> [EXCERPT]:
============

I know I shouldn't be, but I'm consumed by guilt every single day. I know you'll tell me you wouldn't want me any other way than how I turned out but there will always be a small piece of me deep down inside that will never believe you. You'll tell me to I have no reason to be, but I will always be sorry.
I'm sorry I didn't turn out to be the daughter you envisioned yourself having all your life. I'm sorry it was always a battle getting me into dresses and girly clothing and I'm sorry it always turned into us screaming at each other, usually ending with one of us in tears. I'm sorry I never once fit the mold of a "daughter" and you missed out on so many traditional mother-daughter activities. I'm sorry for all the fights we got into every single time we went school clothes shopping and I would throw the biggest fit when you'd try to get me into the girls' section.
I'm sorry for all the countless times we were out in public when I was younger and got mistaken for your son, I know it infuriated you to no end but truth be told, it always felt natural to me. I'm sorry if I ever made you feel like you did anything wrong or messed up along the way, but I promise you being transgender had absolutely nothing to do with anything you did. You've always been the most incredible mother and my very best friend.
I feel like there has always been a part of you that has just known I was different from the beginning, but still, I'm sorry coming out to you as Trans was something you never saw coming, a sucker punch almost. I can only imagine how you felt as I came out to you and I'm sorry for that, too.
Whenever I pause and think about how you must be feeling or what you go through as the mother of a trans kid, I am consumed with guilt. You did not sign up for this life, and no matter how many times you'll tell me that you wouldn't change a thing about me, I know "I'm transgender" is not something any parent wants to hear. I get an aching pit in my stomach every time you see me shirtless, I'm sorry I've gone to such extremes to change and alter the body you sacrificed so much for. Over two years into this crazy journey and it still eats me alive sometimes.
But instead of saying any more I'm sorry's I'd like to say thank you. Thank you for clutching me in your loving arms and telling me it would be okay the second I came out to you. It was the scariest thing I've ever done in my entire 21 years of living but all of that fear and doubt washed away the second you reassured me you still loved me and you'd do anything to get me the help I needed. Thank you for seeing through that God awful mask I wore for 19 years pretending to be someone I was not. Thank you for teaching me patience.

============

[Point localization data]
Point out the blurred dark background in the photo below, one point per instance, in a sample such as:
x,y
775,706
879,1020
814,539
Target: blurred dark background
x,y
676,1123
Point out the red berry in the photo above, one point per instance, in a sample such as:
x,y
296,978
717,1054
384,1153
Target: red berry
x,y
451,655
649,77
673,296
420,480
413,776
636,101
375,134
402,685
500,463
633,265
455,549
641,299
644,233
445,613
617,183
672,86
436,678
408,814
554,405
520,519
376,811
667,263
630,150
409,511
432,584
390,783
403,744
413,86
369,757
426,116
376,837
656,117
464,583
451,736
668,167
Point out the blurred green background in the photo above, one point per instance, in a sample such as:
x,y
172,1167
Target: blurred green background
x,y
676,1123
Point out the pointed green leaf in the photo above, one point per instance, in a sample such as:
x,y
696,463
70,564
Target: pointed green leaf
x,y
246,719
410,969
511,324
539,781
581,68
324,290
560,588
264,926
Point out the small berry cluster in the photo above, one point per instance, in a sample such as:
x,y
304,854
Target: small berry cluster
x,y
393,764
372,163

============

> [ACTIVITIES]:
A - Translate this sentence from the letter to a mother into Spanish: "You've always been the most incredible mother and my very best friend."
B - Carry the letter to a mother forward from its last sentence.
None of the entries are needed for this work.

> [ANSWERS TO THE EXERCISES]:
A - Siempre has sido la madre más increíble y mi mejor amiga.

B -
You reminded me that this would be a lifelong journey that I need to take in strides and appreciate the little things as they came along instead of wanting it all right now. You calmed me down when I would tear myself apart looking in the mirror getting frustrated beyond belief when I didn't notice any changes 2 days on testosterone. (I do get my impatience from you, you know.) Thank you for shielding me from all the (un)expected hatred I got immediately following coming out publically. Just like a mother bear you're always ready to jump into my defense. Thank you for all your help in legally changing my name, I think I'd still be buried in paperwork if it weren't for you.
And thank you for convincing me out of all of those horrific names I had picked out prior, I was a little mad at the time but there isn't any name in the world I'd want over Logan Christopher. Thank you for being the last hand I held before I underwent my top surgery and thank you for being the first face I saw when I woke up. Thank you for being the greatest personal nurse during my recovery even when my drains made you faint.
Thank you for always putting me right back into my place when I don't know that I need it most, you never once let me doubt myself or question my actions even for a split second. Thank you for each and every time you introduce me as your son, you cannot even begin to imagine how over the moon it sends me. In any context whatsoever, hearing you call me your son is the most rewarding and heartwarming experience that I will never, ever grow tired of. Thank you for embracing me for who I am now that you know I am finally living as myself.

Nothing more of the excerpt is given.